Record set =>
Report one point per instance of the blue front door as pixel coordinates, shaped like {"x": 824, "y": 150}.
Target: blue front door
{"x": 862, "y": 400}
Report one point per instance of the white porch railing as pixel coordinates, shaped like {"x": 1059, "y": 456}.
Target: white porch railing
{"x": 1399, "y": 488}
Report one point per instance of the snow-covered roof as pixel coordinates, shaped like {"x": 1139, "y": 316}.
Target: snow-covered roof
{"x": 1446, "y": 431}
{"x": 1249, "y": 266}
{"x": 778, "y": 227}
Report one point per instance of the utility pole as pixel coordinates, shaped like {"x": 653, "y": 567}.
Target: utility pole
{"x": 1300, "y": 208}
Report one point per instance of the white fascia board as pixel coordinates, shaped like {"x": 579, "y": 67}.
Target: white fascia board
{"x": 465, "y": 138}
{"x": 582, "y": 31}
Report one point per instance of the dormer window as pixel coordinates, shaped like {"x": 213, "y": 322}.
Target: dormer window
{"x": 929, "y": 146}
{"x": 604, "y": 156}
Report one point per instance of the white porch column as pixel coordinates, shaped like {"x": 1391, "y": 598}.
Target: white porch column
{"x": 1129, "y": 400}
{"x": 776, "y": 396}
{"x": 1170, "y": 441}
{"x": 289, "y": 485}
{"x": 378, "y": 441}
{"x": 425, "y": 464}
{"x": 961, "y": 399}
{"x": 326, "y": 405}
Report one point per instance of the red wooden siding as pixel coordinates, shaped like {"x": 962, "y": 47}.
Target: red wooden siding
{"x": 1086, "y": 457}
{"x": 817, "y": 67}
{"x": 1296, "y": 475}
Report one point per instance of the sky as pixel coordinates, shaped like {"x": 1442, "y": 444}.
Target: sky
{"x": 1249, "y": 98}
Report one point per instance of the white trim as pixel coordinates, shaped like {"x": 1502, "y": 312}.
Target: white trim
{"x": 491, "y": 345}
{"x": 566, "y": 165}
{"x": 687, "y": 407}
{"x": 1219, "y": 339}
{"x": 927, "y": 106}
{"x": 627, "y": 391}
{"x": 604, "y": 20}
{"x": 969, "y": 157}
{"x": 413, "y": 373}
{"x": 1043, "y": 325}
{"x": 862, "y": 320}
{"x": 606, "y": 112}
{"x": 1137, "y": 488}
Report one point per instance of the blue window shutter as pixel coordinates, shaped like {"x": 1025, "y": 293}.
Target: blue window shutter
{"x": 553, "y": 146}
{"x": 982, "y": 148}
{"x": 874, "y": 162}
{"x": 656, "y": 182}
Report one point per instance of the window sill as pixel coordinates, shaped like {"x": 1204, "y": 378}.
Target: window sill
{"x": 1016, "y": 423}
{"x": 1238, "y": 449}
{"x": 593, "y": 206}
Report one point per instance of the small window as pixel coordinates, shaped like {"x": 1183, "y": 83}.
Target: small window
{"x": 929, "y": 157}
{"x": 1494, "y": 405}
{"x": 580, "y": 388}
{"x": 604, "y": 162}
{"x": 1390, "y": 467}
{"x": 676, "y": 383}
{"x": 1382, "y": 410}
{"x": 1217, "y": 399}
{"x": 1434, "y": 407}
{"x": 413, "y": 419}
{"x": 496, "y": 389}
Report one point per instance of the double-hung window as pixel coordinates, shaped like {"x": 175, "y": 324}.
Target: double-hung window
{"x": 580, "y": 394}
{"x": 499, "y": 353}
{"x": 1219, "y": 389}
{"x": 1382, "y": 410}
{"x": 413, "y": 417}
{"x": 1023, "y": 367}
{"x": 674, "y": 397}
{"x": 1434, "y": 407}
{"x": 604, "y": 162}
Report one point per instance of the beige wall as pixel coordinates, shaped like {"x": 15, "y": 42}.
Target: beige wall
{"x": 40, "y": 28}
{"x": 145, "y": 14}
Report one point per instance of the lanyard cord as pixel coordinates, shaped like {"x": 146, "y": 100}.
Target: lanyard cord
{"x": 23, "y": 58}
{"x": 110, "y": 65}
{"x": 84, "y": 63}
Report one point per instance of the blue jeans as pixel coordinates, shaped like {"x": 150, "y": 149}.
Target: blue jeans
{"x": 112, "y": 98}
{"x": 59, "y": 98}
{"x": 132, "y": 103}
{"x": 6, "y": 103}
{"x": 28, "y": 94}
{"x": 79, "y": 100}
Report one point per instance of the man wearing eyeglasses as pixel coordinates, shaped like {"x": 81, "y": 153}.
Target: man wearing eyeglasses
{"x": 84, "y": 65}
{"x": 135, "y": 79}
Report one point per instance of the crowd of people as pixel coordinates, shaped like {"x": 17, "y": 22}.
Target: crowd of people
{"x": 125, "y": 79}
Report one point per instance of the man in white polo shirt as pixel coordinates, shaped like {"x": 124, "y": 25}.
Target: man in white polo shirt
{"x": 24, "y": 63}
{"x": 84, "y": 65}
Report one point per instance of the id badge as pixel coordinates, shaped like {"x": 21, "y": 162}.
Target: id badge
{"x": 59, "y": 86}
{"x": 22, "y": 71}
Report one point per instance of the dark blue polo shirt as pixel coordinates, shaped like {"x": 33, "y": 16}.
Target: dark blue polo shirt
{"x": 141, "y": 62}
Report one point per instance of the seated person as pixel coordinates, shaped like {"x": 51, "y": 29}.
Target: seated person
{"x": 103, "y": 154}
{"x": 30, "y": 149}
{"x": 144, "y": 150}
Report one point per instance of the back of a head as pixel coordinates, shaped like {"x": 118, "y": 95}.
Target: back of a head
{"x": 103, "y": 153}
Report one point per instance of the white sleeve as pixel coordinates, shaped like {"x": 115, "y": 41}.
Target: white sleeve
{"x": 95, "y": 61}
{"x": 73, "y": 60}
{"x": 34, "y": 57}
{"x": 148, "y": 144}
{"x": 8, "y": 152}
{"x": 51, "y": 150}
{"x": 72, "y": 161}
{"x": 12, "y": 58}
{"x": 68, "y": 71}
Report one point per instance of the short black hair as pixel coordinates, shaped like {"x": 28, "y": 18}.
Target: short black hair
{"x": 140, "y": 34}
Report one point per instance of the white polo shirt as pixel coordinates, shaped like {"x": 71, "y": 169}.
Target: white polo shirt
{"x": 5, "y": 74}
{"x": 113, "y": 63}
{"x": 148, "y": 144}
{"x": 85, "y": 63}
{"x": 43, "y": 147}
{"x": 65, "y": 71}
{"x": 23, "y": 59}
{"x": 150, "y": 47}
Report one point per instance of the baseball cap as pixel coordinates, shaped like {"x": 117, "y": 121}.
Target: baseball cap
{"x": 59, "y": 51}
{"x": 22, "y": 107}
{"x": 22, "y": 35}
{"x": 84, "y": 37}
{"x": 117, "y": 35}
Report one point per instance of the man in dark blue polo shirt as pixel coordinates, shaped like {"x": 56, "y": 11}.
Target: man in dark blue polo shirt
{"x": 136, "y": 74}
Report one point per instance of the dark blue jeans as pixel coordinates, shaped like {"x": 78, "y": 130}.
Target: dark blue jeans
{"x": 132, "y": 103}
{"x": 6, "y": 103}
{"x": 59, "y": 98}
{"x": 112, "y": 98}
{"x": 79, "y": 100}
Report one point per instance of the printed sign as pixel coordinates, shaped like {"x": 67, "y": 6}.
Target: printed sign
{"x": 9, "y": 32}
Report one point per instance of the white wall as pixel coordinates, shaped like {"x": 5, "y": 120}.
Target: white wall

Written problem => Write out every line from the records above, word for word.

Result of the exercise =>
Report one point per instance of the blue front door as pixel coordinates, shaped like {"x": 824, "y": 150}.
Target: blue front door
{"x": 862, "y": 400}
Report one point per instance of the white porch railing as pixel coordinates, shaped like {"x": 1059, "y": 456}.
Target: white porch railing
{"x": 1399, "y": 488}
Report one point per instance of the snow-covered roof as pixel coordinates, shaped like {"x": 1139, "y": 316}.
Target: snow-covered roof
{"x": 1446, "y": 431}
{"x": 1249, "y": 266}
{"x": 778, "y": 227}
Report one point per instance of the utility pole as pixel coordinates, shaped like {"x": 653, "y": 567}.
Target: utility pole
{"x": 1300, "y": 208}
Report one point per instance of the white fascia board as pixel coordinates, shaped like {"x": 579, "y": 67}.
Target: white fascia board
{"x": 465, "y": 138}
{"x": 582, "y": 31}
Report one point per instance of the dormer window as pixel coordinates, shaped like {"x": 213, "y": 322}.
Target: dormer window
{"x": 929, "y": 146}
{"x": 604, "y": 156}
Report one point per instance of the white porch column as pixel coordinates, shaped like {"x": 1391, "y": 598}.
Target: white porch column
{"x": 1129, "y": 400}
{"x": 776, "y": 396}
{"x": 1170, "y": 441}
{"x": 289, "y": 485}
{"x": 378, "y": 441}
{"x": 425, "y": 464}
{"x": 961, "y": 399}
{"x": 326, "y": 405}
Report one point per instance of the red wooden siding as pixel coordinates, shaped like {"x": 962, "y": 47}.
Target: red wooden siding
{"x": 1086, "y": 457}
{"x": 817, "y": 67}
{"x": 1296, "y": 475}
Report one point per instance of the sky as pixel coordinates, shaped like {"x": 1442, "y": 444}.
Target: sky
{"x": 1249, "y": 98}
Report one point per instance of the white trim as pixel coordinates, shaped like {"x": 1502, "y": 312}.
Target: white trim
{"x": 491, "y": 345}
{"x": 566, "y": 165}
{"x": 687, "y": 407}
{"x": 1219, "y": 339}
{"x": 927, "y": 106}
{"x": 627, "y": 391}
{"x": 604, "y": 20}
{"x": 969, "y": 157}
{"x": 413, "y": 373}
{"x": 1043, "y": 325}
{"x": 862, "y": 320}
{"x": 606, "y": 112}
{"x": 1137, "y": 488}
Report one point per instance of the blue window shutter as pixel coordinates, shaped like {"x": 1025, "y": 293}.
Target: blue window shutter
{"x": 553, "y": 146}
{"x": 982, "y": 148}
{"x": 874, "y": 162}
{"x": 656, "y": 182}
Report one point per instance of the window sill as pixel coordinates, shaped like {"x": 1204, "y": 378}.
Target: window sill
{"x": 1016, "y": 423}
{"x": 1238, "y": 449}
{"x": 593, "y": 206}
Report one point per instance of the small window as pixel coordinates, shaped like {"x": 1183, "y": 83}.
Target: small window
{"x": 929, "y": 157}
{"x": 1494, "y": 405}
{"x": 580, "y": 388}
{"x": 604, "y": 162}
{"x": 1390, "y": 467}
{"x": 676, "y": 383}
{"x": 1382, "y": 410}
{"x": 1217, "y": 399}
{"x": 1434, "y": 407}
{"x": 413, "y": 419}
{"x": 496, "y": 389}
Report one point per instance of the double-hung window as pixel coordinates, shaped like {"x": 175, "y": 324}.
Target: double-hung window
{"x": 580, "y": 394}
{"x": 499, "y": 353}
{"x": 1219, "y": 389}
{"x": 1382, "y": 410}
{"x": 413, "y": 417}
{"x": 1023, "y": 367}
{"x": 674, "y": 397}
{"x": 1434, "y": 407}
{"x": 604, "y": 162}
Report one point per instance of the beige wall as pixel coordinates, shaped like {"x": 15, "y": 42}.
Target: beige wall
{"x": 40, "y": 28}
{"x": 145, "y": 14}
Report one point per instance of the lanyard cord as pixel coordinates, shaped like {"x": 146, "y": 100}.
Target: lanyard cord
{"x": 23, "y": 58}
{"x": 110, "y": 65}
{"x": 84, "y": 63}
Report one point per instance of the blue jeans as pixel coordinates, shaped like {"x": 150, "y": 149}.
Target: blue jeans
{"x": 112, "y": 98}
{"x": 59, "y": 98}
{"x": 132, "y": 103}
{"x": 6, "y": 103}
{"x": 28, "y": 94}
{"x": 79, "y": 100}
Report one point per instance of the man wearing eyeglasses as pixel coordinates, shaped like {"x": 81, "y": 153}.
Target: man wearing eyeglasses
{"x": 84, "y": 65}
{"x": 135, "y": 79}
Report one point per instance of the crowd of people as pixel coordinates, shaped like {"x": 17, "y": 22}.
Target: crowd of people
{"x": 125, "y": 79}
Report one point per instance of the man in white polo shirt as pixel coordinates, shaped like {"x": 124, "y": 25}.
Target: man in white polo shirt
{"x": 24, "y": 63}
{"x": 84, "y": 65}
Report one point per instance of the id badge as pixel coordinates, shaped like {"x": 21, "y": 162}.
Target: id badge
{"x": 59, "y": 86}
{"x": 22, "y": 71}
Report one point per instance of the dark blue polo shirt as pixel coordinates, shaped like {"x": 33, "y": 16}.
Target: dark blue polo shirt
{"x": 141, "y": 62}
Report one point per instance of the seated person as pixel coordinates, shaped like {"x": 51, "y": 29}.
Target: seated person
{"x": 103, "y": 154}
{"x": 30, "y": 149}
{"x": 144, "y": 150}
Report one point per instance of the back of a head as pixel coordinates, shaped like {"x": 118, "y": 95}.
Target: back of a head
{"x": 103, "y": 153}
Report one point per instance of the white sleeve as pixel coordinates, shaped like {"x": 115, "y": 41}.
Target: white sleeve
{"x": 95, "y": 61}
{"x": 73, "y": 60}
{"x": 34, "y": 57}
{"x": 148, "y": 144}
{"x": 8, "y": 152}
{"x": 51, "y": 150}
{"x": 72, "y": 161}
{"x": 12, "y": 58}
{"x": 68, "y": 71}
Report one point per instance of the short black hair as pixel coordinates, shaped like {"x": 28, "y": 18}.
Target: short black hair
{"x": 140, "y": 34}
Report one point per instance of the white polo shirt as pixel coordinates, shaped like {"x": 71, "y": 169}.
Target: white polo shirt
{"x": 5, "y": 74}
{"x": 113, "y": 63}
{"x": 148, "y": 144}
{"x": 85, "y": 63}
{"x": 43, "y": 147}
{"x": 65, "y": 71}
{"x": 23, "y": 59}
{"x": 150, "y": 47}
Report one point per instance of the baseball cap as pixel coordinates, shaped like {"x": 117, "y": 121}.
Target: baseball cap
{"x": 59, "y": 51}
{"x": 22, "y": 107}
{"x": 22, "y": 35}
{"x": 84, "y": 37}
{"x": 117, "y": 35}
Report one point per instance of the man in dark blue polo shirt as pixel coordinates, shaped like {"x": 56, "y": 11}.
Target: man in dark blue polo shirt
{"x": 136, "y": 74}
Report one point per instance of the dark blue jeans as pixel coordinates, shaped like {"x": 78, "y": 130}.
Target: dark blue jeans
{"x": 132, "y": 103}
{"x": 6, "y": 103}
{"x": 59, "y": 98}
{"x": 112, "y": 98}
{"x": 79, "y": 100}
Report one point per instance of the printed sign as pixel coordinates, shaped like {"x": 67, "y": 6}.
Target: printed sign
{"x": 9, "y": 32}
Report one point per instance of the white wall as pixel coordinates, shaped like {"x": 5, "y": 120}.
Target: white wall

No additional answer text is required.